◆ Records of labeled points
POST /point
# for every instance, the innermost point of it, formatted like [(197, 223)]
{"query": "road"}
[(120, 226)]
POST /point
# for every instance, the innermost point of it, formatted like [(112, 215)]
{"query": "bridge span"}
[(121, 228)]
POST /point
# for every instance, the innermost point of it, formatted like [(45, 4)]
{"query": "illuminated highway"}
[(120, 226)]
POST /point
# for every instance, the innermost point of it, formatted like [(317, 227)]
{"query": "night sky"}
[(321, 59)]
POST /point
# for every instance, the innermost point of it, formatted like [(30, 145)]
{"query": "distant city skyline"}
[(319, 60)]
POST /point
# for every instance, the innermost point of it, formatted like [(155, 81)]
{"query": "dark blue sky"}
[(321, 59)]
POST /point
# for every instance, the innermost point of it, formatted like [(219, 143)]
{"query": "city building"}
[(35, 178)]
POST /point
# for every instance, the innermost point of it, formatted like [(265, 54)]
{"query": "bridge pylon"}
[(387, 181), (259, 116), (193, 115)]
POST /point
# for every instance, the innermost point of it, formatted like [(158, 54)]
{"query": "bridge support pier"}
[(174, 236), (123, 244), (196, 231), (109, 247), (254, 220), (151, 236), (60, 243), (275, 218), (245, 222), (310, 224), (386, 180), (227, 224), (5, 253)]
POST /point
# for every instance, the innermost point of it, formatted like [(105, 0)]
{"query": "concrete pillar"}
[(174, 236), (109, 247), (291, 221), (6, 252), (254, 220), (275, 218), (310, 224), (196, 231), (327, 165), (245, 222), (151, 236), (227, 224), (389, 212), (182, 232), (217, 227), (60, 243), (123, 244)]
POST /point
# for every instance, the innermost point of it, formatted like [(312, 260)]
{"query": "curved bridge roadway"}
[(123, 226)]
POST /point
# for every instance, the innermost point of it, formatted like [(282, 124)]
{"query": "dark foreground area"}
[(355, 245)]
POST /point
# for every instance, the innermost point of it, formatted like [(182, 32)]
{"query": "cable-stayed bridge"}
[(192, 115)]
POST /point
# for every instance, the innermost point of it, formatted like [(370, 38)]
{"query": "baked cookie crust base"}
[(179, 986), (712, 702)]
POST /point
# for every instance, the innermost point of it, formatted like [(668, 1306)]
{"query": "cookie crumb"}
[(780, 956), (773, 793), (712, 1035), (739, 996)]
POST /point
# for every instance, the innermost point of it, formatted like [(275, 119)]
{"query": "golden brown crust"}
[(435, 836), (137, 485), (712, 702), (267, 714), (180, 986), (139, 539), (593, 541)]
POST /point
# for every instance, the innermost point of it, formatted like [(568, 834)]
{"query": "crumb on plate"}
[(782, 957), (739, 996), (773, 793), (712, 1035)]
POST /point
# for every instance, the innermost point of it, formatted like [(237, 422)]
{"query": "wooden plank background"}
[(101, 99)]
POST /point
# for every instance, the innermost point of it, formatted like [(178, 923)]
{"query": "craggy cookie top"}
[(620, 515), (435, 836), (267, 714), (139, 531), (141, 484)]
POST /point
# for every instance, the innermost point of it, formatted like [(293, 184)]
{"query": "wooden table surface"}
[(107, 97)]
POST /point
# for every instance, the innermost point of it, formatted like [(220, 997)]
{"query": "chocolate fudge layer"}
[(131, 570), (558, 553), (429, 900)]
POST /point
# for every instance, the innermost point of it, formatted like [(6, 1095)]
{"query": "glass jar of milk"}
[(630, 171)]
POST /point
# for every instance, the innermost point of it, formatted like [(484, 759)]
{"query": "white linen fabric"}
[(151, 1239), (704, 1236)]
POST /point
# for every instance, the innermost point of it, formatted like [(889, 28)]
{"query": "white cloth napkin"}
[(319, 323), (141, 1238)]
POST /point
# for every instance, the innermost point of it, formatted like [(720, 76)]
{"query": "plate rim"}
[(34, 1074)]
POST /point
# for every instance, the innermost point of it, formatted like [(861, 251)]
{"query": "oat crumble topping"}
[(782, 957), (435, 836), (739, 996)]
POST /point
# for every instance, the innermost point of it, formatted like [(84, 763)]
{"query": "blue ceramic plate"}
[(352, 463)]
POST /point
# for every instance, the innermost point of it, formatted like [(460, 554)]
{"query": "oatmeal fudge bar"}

◆ Task details
Copy out every line of the listing verbatim, without any changes.

◆ The response
POST /point
# for every instance, the innermost point of it, formatted like [(197, 223)]
{"query": "road"}
[(120, 226)]
POST /point
# for every instance, the innermost point of it, formatted like [(112, 215)]
{"query": "bridge span"}
[(121, 228)]
POST /point
# for every instance, the innermost point of it, formatted like [(45, 4)]
{"query": "illuminated highway"}
[(120, 226)]
POST /point
# for every instance, the innermost point of it, formatted like [(317, 227)]
{"query": "night sky"}
[(321, 59)]
POST /point
# for every instance, the innermost point of it, formatted like [(30, 145)]
{"query": "distant city skyline"}
[(319, 60)]
POST /point
# for every instance, the innermost point of it, formatted like [(155, 81)]
{"query": "dark blue sky"}
[(321, 59)]
POST /point
# for every instance, the innermost point of it, formatted like [(219, 143)]
{"query": "city building"}
[(35, 178)]
POST /point
# for every instance, the innermost point of it, formatted like [(265, 54)]
{"query": "bridge pylon"}
[(387, 181), (259, 116), (193, 115)]
POST /point
# for every instance, the innermost point of it, formatted like [(158, 54)]
{"query": "bridge support pier"}
[(174, 236), (123, 244), (196, 231), (109, 247), (254, 220), (151, 236), (60, 243), (275, 218), (245, 222), (310, 224), (386, 180), (227, 224), (5, 253)]
POST /point
# for every instance, the innermost point of it, formatted like [(105, 0)]
{"query": "concrete pillar"}
[(174, 236), (109, 247), (291, 221), (6, 252), (254, 220), (275, 218), (310, 224), (196, 231), (327, 165), (245, 222), (151, 236), (227, 224), (389, 212), (182, 232), (217, 227), (60, 243), (123, 244)]
POST /point
# for every instance, the innermost point of it, formatted like [(312, 260)]
{"query": "curved bridge roadway"}
[(123, 226)]
POST /point
# for every instance, the innermost point of it, formatted like [(282, 124)]
{"query": "dark foreground area"}
[(355, 245)]
POST /point
# for every instance, the innermost point of it, formatted like [(182, 32)]
{"query": "cable-stayed bridge"}
[(192, 115)]
POST /point
# for every instance, the innermost point of it, formatted like [(370, 38)]
{"query": "baked cookie crust base"}
[(179, 986), (712, 702)]
POST /point
# for every instance, the innermost point of it, formatted like [(668, 1306)]
{"query": "cookie crumb"}
[(780, 956), (773, 793), (712, 1035), (739, 996)]
POST /point
# for every instance, the innermost point of it, formatted like [(275, 119)]
{"query": "golden brown crust"}
[(435, 836), (137, 485), (712, 702), (267, 714), (180, 986), (139, 539), (593, 541)]
POST /point
# for every instance, the innermost point of it, formatted like [(568, 834)]
{"query": "crumb on plate"}
[(782, 957), (739, 996), (773, 793), (712, 1035)]
POST /point
# for every instance, the innermost point of it, formatted like [(237, 422)]
{"query": "wooden plank background"}
[(101, 99)]
POST /point
# for every instance, the innermost point of it, formatted like [(178, 923)]
{"query": "craggy cookie top"}
[(620, 515), (435, 836), (267, 714), (139, 531), (141, 484)]
POST /point
# for every instance, the innermost point of it, formatted like [(293, 184)]
{"query": "wooden table surface"}
[(107, 97)]
POST /point
# for every instance, the innermost point of it, formatted like [(220, 997)]
{"query": "chocolate fudge layer"}
[(131, 570), (558, 553), (429, 900)]
POST /point
# for every instance, the innermost point of it, formatted like [(6, 1095)]
{"query": "glass jar of milk"}
[(630, 171)]
POST /point
# for every instance, the innermost point of it, formatted like [(484, 759)]
{"query": "white linen fabric"}
[(151, 1239), (704, 1236)]
POST /point
# for every instance, the innermost point of it, formatted like [(889, 28)]
{"query": "white cloth napkin"}
[(319, 323), (141, 1238)]
POST /point
# for every instance, the innermost point of it, formatted like [(720, 76)]
{"query": "plate rim"}
[(34, 1074)]
POST /point
# for every instance, the innermost point of it, formatted like [(861, 251)]
{"query": "oat crumble topping"}
[(782, 957), (435, 836), (739, 996)]
POST /point
# for every instance, the innermost point of it, formatted like [(84, 763)]
{"query": "blue ceramic plate"}
[(352, 463)]
POST /point
# for every instance, the innermost point of it, formatted like [(460, 554)]
{"query": "oatmeal fudge bar"}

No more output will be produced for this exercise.